> [DO THIS]: Can you edit the material below so that every "pin" becomes "marker", with nothing else changed?

(Records taken from a collection)
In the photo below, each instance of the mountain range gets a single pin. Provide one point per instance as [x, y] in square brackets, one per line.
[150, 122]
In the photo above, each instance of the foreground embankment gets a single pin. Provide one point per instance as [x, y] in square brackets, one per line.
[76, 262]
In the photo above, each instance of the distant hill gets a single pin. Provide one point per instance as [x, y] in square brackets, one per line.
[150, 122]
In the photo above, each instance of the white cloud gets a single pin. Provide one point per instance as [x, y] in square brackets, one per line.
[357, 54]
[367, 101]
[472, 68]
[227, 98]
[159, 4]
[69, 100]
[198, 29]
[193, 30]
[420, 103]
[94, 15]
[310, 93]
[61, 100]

> [SOLUTION TO THE PROBLEM]:
In the photo below, each instance of the mountain range gets a single marker. Provide one point per instance as [x, y] in square brackets, one per line.
[150, 122]
In the photo above, each instance of the foreground embankment gets a single marker. Provide one point per instance as [x, y] in square brackets, one per line.
[76, 262]
In the photo above, each instance of the distant hill gets a single marker. Provide one point per instance as [x, y] in square brackets, one per line.
[150, 122]
In the photo above, each instance of the white cloud gets a single marker. Provide one point per instance as [x, y] in square brackets, one per line.
[357, 54]
[367, 101]
[472, 68]
[227, 98]
[159, 4]
[69, 100]
[198, 29]
[193, 30]
[420, 103]
[94, 15]
[310, 93]
[61, 100]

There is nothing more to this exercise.